## Data for processing
★ ★ ★ ★ ★ ★ ★

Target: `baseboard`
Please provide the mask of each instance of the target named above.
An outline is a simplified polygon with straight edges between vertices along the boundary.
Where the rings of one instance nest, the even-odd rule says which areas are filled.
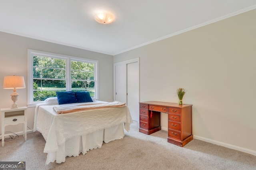
[[[203,137],[201,137],[195,135],[193,135],[194,139],[200,140],[200,141],[204,141],[209,143],[212,143],[213,144],[221,146],[226,148],[229,148],[235,150],[238,150],[243,152],[252,155],[256,156],[256,151],[251,150],[250,149],[246,149],[246,148],[242,148],[241,147],[238,147],[237,146],[233,145],[228,143],[224,143],[223,142],[220,142],[214,140],[210,139],[209,139]]]
[[[32,133],[33,132],[33,131],[32,129],[27,130],[27,133]],[[14,132],[14,133],[18,135],[22,135],[23,134],[23,131],[21,131],[20,132]],[[6,136],[9,136],[9,135],[11,135],[12,136],[13,136],[13,135],[15,135],[11,133],[8,133],[5,134],[4,137],[5,137]],[[2,139],[2,135],[0,135],[0,139]]]

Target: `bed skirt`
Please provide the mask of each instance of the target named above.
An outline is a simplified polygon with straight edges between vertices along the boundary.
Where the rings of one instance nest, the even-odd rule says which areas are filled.
[[[91,133],[73,137],[58,146],[56,152],[48,152],[46,164],[54,162],[65,162],[66,157],[77,156],[80,153],[84,155],[90,150],[101,148],[103,141],[108,143],[124,137],[124,125],[121,124],[112,127],[96,131]]]

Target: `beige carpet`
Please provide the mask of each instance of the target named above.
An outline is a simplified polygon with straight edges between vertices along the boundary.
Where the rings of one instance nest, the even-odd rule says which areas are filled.
[[[135,122],[123,139],[47,165],[43,137],[29,133],[26,141],[20,137],[0,147],[0,161],[26,161],[27,170],[256,170],[254,156],[196,139],[182,148],[167,142],[166,131],[147,135],[138,128]]]

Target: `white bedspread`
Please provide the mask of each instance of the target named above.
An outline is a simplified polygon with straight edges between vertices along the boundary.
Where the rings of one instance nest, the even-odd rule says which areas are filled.
[[[104,102],[91,102],[104,103]],[[86,104],[88,104],[87,103]],[[127,106],[79,111],[58,114],[54,106],[67,107],[82,103],[61,105],[38,104],[36,107],[34,131],[40,132],[46,141],[44,152],[57,151],[58,147],[67,140],[122,123],[128,131],[132,120]]]

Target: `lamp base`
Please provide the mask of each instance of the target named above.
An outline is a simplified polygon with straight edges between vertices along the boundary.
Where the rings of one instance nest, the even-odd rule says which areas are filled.
[[[18,100],[19,94],[16,92],[16,89],[14,89],[13,92],[14,92],[11,94],[12,100],[13,101],[13,104],[12,105],[12,107],[11,107],[11,109],[16,109],[18,108],[18,105],[16,103],[16,101]]]

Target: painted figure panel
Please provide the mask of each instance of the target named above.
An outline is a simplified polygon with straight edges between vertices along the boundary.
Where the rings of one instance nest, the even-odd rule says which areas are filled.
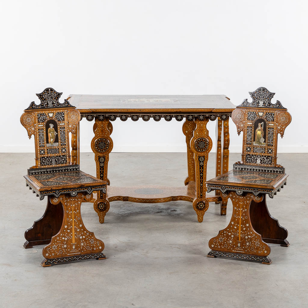
[[[262,119],[254,123],[253,145],[265,146],[266,139],[266,122]]]
[[[47,137],[47,146],[59,146],[58,128],[57,122],[54,120],[51,119],[46,122],[45,127]]]

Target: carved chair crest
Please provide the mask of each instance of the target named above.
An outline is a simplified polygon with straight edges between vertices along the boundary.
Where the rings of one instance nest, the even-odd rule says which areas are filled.
[[[277,101],[271,101],[275,93],[264,87],[249,92],[252,101],[247,99],[233,111],[231,117],[237,133],[244,134],[242,160],[233,165],[233,169],[285,173],[277,163],[278,134],[282,138],[291,122],[291,115]]]
[[[69,134],[76,132],[80,116],[66,99],[59,103],[62,94],[52,88],[45,89],[36,94],[40,103],[32,102],[20,118],[29,138],[34,136],[36,163],[30,170],[71,164]]]

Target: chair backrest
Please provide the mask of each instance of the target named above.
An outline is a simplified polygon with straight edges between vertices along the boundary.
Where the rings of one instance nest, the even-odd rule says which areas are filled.
[[[238,134],[244,133],[241,161],[233,169],[284,173],[284,168],[277,164],[277,140],[278,133],[283,136],[291,115],[279,101],[272,103],[275,93],[266,88],[249,93],[252,101],[244,100],[231,115]]]
[[[28,170],[30,175],[79,170],[71,163],[69,134],[76,132],[80,114],[66,99],[59,102],[61,94],[45,89],[36,94],[40,104],[32,102],[20,118],[29,138],[34,137],[36,163]]]

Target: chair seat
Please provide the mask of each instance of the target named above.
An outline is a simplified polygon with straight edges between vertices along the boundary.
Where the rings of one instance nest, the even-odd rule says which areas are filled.
[[[105,192],[107,185],[107,182],[79,170],[25,175],[24,177],[26,185],[41,200],[48,195],[58,197],[62,194],[69,193],[74,196],[79,192],[90,194],[97,190]]]
[[[268,172],[231,170],[226,173],[206,181],[208,187],[213,189],[225,188],[225,191],[232,188],[244,190],[264,190],[264,192],[275,192],[286,184],[288,175]]]

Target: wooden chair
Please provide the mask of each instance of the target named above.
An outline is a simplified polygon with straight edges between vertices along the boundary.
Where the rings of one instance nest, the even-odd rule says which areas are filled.
[[[238,134],[243,132],[241,161],[206,182],[208,192],[219,190],[223,200],[230,198],[233,206],[228,226],[210,240],[207,256],[269,264],[271,249],[266,243],[289,245],[288,232],[270,214],[266,198],[273,198],[286,184],[288,175],[277,163],[277,141],[291,117],[280,102],[271,103],[275,93],[265,88],[249,93],[252,101],[244,100],[231,116]]]
[[[35,143],[35,164],[24,176],[26,185],[40,200],[45,196],[48,199],[43,217],[26,231],[24,246],[48,244],[43,249],[43,266],[106,258],[103,243],[85,227],[80,209],[83,201],[92,199],[93,191],[105,196],[107,183],[71,163],[69,134],[76,133],[80,116],[66,99],[59,103],[62,94],[46,89],[36,94],[40,104],[32,102],[20,118]],[[104,200],[99,199],[98,204],[103,204]]]

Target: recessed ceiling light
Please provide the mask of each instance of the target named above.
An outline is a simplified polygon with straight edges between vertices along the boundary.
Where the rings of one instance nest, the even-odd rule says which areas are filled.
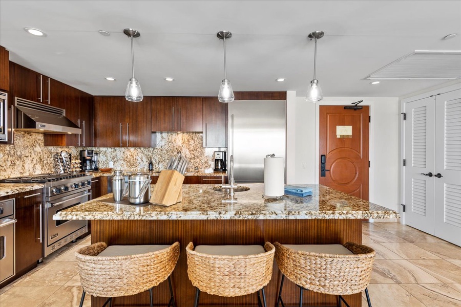
[[[41,36],[41,37],[45,37],[47,36],[47,34],[41,31],[41,30],[39,30],[38,29],[35,29],[35,28],[25,28],[24,31],[26,31],[29,33],[37,36]]]
[[[450,39],[450,38],[453,38],[453,37],[456,37],[458,35],[456,33],[452,33],[451,34],[448,34],[444,37],[444,39]]]
[[[111,35],[111,33],[109,33],[107,31],[104,31],[103,30],[100,30],[98,32],[99,32],[99,34],[103,36],[110,36]]]

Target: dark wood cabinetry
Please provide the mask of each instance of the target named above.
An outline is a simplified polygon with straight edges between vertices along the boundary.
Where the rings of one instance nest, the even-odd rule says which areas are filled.
[[[95,97],[94,146],[153,147],[150,105],[149,97],[133,102],[123,96]]]
[[[0,90],[10,90],[9,52],[0,46]]]
[[[216,97],[202,98],[202,102],[203,147],[226,147],[228,104],[220,102]]]
[[[203,131],[201,97],[153,97],[151,98],[152,131]]]

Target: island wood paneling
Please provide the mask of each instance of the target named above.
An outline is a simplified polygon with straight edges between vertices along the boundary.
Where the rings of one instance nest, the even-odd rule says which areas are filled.
[[[362,242],[362,224],[358,220],[238,220],[180,221],[92,221],[92,243],[104,242],[109,245],[136,244],[180,244],[179,259],[172,276],[175,297],[178,307],[192,306],[195,288],[187,275],[185,247],[194,245],[264,245],[268,241],[286,244],[344,244]],[[276,302],[281,273],[274,261],[272,279],[266,287],[267,305]],[[148,306],[146,292],[132,296],[117,298],[115,306]],[[154,305],[166,305],[169,294],[167,282],[154,290]],[[336,305],[334,296],[305,291],[304,305]],[[298,303],[299,288],[287,281],[283,297],[287,305]],[[360,294],[347,296],[351,306],[361,305]],[[104,300],[92,298],[92,306],[101,306]],[[256,294],[226,298],[200,295],[200,306],[256,306]]]

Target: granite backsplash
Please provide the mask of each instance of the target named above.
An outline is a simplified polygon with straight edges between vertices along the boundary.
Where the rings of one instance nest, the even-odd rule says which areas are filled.
[[[80,150],[94,149],[99,153],[99,167],[146,171],[152,160],[154,170],[166,167],[171,157],[179,151],[190,161],[187,171],[210,170],[213,167],[213,152],[222,148],[204,148],[202,134],[199,133],[157,133],[155,148],[64,147],[45,146],[43,134],[16,131],[14,145],[0,145],[0,179],[54,172],[53,155],[67,150],[72,159],[79,159]]]

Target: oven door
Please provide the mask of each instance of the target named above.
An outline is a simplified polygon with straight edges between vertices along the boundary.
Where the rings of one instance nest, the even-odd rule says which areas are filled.
[[[87,226],[87,221],[54,220],[53,220],[53,215],[60,211],[88,202],[91,199],[91,191],[86,190],[47,202],[45,216],[47,218],[46,227],[48,246]]]

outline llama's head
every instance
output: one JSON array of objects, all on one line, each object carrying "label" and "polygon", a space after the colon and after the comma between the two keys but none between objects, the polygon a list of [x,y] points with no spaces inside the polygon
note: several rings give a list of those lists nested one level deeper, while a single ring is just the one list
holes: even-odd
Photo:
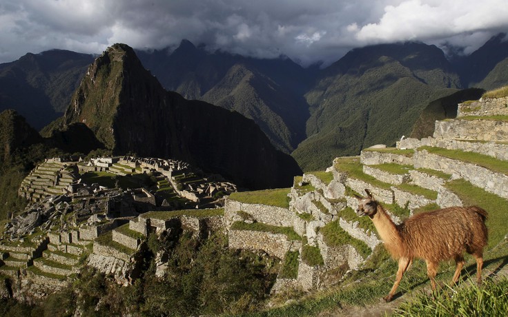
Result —
[{"label": "llama's head", "polygon": [[378,212],[378,202],[372,198],[372,194],[369,190],[365,190],[367,193],[367,197],[360,197],[355,195],[358,200],[358,207],[356,209],[356,214],[362,216],[369,216],[372,218]]}]

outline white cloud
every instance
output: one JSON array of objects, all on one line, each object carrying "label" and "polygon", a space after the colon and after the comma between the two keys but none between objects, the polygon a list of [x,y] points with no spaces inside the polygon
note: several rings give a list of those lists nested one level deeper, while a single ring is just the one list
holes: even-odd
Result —
[{"label": "white cloud", "polygon": [[[27,52],[100,52],[183,39],[258,57],[331,63],[354,47],[415,40],[469,52],[508,31],[506,0],[2,0],[0,63]],[[480,41],[482,39],[482,41]]]}]

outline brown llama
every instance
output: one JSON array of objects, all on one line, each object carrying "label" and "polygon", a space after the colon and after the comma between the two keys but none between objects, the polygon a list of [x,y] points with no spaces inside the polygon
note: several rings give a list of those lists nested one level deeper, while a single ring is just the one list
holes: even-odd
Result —
[{"label": "brown llama", "polygon": [[464,252],[476,259],[477,283],[482,282],[483,248],[487,245],[487,212],[476,206],[451,207],[418,214],[395,225],[380,203],[372,198],[356,196],[359,201],[356,214],[369,216],[384,247],[398,260],[398,270],[391,290],[384,298],[391,300],[404,272],[415,258],[425,260],[427,274],[436,289],[436,274],[439,263],[453,259],[457,264],[453,283],[456,283],[464,266]]}]

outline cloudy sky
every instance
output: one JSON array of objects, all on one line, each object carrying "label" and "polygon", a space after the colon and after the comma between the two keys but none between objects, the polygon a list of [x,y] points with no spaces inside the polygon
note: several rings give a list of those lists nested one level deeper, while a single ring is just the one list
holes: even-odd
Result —
[{"label": "cloudy sky", "polygon": [[61,48],[100,53],[115,43],[282,54],[329,63],[367,45],[420,41],[470,53],[508,32],[506,0],[1,0],[0,63]]}]

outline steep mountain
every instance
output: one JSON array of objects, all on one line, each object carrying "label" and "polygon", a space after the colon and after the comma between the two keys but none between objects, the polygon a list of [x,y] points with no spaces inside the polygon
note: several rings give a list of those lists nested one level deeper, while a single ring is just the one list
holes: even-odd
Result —
[{"label": "steep mountain", "polygon": [[422,43],[353,50],[323,70],[305,95],[309,138],[293,153],[304,170],[408,135],[431,100],[460,87],[440,50]]},{"label": "steep mountain", "polygon": [[164,90],[124,44],[109,48],[90,66],[52,129],[77,123],[115,154],[182,159],[248,188],[288,186],[301,172],[252,120]]},{"label": "steep mountain", "polygon": [[409,136],[415,139],[432,136],[436,120],[440,121],[456,117],[458,103],[468,100],[478,100],[484,92],[485,90],[482,89],[468,88],[432,101],[422,111]]},{"label": "steep mountain", "polygon": [[9,109],[0,112],[0,157],[3,163],[16,150],[41,141],[39,133],[15,110]]},{"label": "steep mountain", "polygon": [[465,88],[496,89],[508,82],[507,34],[492,37],[470,55],[451,59]]},{"label": "steep mountain", "polygon": [[287,57],[259,59],[209,52],[186,40],[173,51],[137,53],[166,90],[252,119],[278,150],[290,153],[305,139],[309,114],[302,94],[313,72]]},{"label": "steep mountain", "polygon": [[90,54],[52,50],[0,64],[0,111],[15,109],[36,129],[61,115]]}]

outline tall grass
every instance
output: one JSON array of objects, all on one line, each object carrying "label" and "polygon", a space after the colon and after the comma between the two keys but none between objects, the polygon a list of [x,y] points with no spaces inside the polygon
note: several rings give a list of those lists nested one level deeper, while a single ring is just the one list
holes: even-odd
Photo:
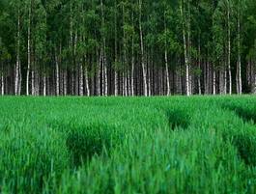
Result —
[{"label": "tall grass", "polygon": [[2,97],[1,193],[255,193],[256,99]]}]

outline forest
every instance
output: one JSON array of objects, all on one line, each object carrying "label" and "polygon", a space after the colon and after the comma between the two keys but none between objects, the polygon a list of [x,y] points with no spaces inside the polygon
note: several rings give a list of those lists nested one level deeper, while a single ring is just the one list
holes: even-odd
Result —
[{"label": "forest", "polygon": [[255,0],[1,0],[0,94],[256,91]]}]

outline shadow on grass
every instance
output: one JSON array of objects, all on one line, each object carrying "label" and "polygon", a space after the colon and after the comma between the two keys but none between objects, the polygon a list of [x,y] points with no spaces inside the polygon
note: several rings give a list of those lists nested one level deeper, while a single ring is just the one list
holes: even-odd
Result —
[{"label": "shadow on grass", "polygon": [[240,157],[246,165],[256,166],[256,127],[254,127],[256,112],[235,104],[226,104],[222,108],[236,113],[244,124],[248,124],[251,126],[242,131],[227,131],[224,137],[232,141],[233,145],[238,149]]}]

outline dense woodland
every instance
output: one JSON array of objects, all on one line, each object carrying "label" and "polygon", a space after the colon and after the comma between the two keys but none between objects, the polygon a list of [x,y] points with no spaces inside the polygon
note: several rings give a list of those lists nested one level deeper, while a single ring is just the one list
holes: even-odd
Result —
[{"label": "dense woodland", "polygon": [[256,90],[255,0],[0,0],[0,94]]}]

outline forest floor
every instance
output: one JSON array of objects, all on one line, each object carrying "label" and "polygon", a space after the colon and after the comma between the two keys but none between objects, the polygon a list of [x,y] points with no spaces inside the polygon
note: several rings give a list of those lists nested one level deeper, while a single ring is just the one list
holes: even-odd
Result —
[{"label": "forest floor", "polygon": [[256,97],[0,98],[0,193],[255,193]]}]

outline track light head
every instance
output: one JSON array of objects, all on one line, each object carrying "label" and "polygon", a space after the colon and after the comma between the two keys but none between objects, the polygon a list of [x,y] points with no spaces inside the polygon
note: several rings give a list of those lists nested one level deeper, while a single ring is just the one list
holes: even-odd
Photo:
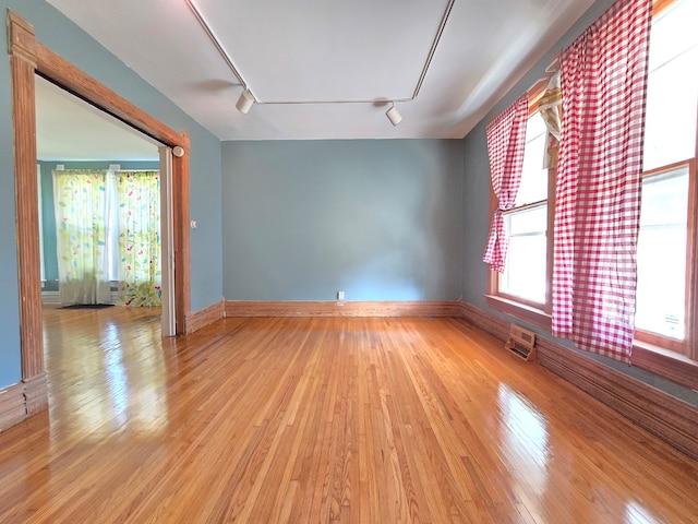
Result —
[{"label": "track light head", "polygon": [[385,111],[385,116],[388,117],[388,120],[390,120],[390,123],[393,126],[397,126],[402,121],[402,115],[400,115],[400,111],[398,111],[397,107],[395,107],[395,103],[393,103],[393,106],[390,106],[390,108]]},{"label": "track light head", "polygon": [[250,112],[252,104],[254,104],[254,96],[252,96],[250,90],[244,90],[240,95],[240,98],[238,98],[236,108],[238,108],[241,114],[246,115],[248,112]]}]

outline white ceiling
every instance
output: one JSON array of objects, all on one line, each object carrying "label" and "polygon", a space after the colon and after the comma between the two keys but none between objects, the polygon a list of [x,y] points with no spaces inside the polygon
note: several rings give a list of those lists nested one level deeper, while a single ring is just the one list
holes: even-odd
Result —
[{"label": "white ceiling", "polygon": [[394,128],[449,0],[190,1],[248,115],[188,0],[48,0],[220,140],[462,138],[593,3],[455,0]]},{"label": "white ceiling", "polygon": [[157,142],[36,78],[39,160],[157,160]]}]

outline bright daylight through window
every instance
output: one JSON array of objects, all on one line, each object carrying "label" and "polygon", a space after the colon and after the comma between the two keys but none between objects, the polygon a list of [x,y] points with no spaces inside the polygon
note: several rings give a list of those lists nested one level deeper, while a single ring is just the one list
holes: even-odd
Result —
[{"label": "bright daylight through window", "polygon": [[[691,231],[698,228],[698,1],[655,1],[650,37],[645,159],[638,237],[636,340],[698,359],[698,267]],[[492,295],[550,311],[549,170],[545,123],[529,92],[521,186],[505,212],[509,241],[505,271],[493,272]],[[564,97],[564,93],[563,93]],[[563,116],[564,118],[564,116]],[[555,170],[550,170],[550,177]],[[551,184],[554,188],[554,184]],[[554,189],[550,189],[551,198]],[[554,200],[551,200],[551,206]],[[553,210],[550,210],[552,213]],[[497,306],[494,306],[497,307]],[[505,307],[505,306],[501,306]],[[516,306],[507,306],[516,314]],[[512,309],[514,308],[514,309]],[[691,324],[693,322],[693,324]]]}]

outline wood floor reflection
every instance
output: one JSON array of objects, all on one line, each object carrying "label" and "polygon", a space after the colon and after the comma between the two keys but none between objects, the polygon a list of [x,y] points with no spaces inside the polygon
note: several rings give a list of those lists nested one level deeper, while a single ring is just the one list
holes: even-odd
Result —
[{"label": "wood floor reflection", "polygon": [[698,463],[453,319],[45,311],[2,523],[698,522]]}]

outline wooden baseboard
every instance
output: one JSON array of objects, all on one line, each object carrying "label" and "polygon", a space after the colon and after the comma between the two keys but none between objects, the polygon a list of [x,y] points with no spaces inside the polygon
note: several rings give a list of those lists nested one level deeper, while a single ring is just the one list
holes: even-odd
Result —
[{"label": "wooden baseboard", "polygon": [[459,317],[460,302],[443,301],[236,301],[226,317]]},{"label": "wooden baseboard", "polygon": [[0,431],[27,417],[24,384],[17,383],[0,390]]},{"label": "wooden baseboard", "polygon": [[206,327],[208,324],[214,323],[217,320],[224,318],[226,311],[224,300],[220,302],[212,303],[207,308],[204,308],[200,311],[191,313],[186,318],[186,334],[191,334],[195,331],[201,330],[202,327]]},{"label": "wooden baseboard", "polygon": [[[478,327],[506,338],[509,321],[468,303],[461,312]],[[698,408],[540,335],[535,346],[541,366],[698,460]]]},{"label": "wooden baseboard", "polygon": [[46,373],[29,377],[24,383],[24,398],[28,416],[35,415],[48,408],[48,386]]}]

★ ★ ★ ★ ★ ★ ★

## Task statement
Copy every line from the entries above that contains the word "ceiling", leaving out all other lines. Case counts, so a line with the word only in a different capitalization doesn't qualify.

## Response below
Target: recessed ceiling light
outline white ceiling
[{"label": "white ceiling", "polygon": [[394,128],[449,0],[190,1],[248,115],[188,0],[48,0],[220,140],[462,138],[593,3],[455,0]]},{"label": "white ceiling", "polygon": [[157,142],[36,78],[39,160],[157,160]]}]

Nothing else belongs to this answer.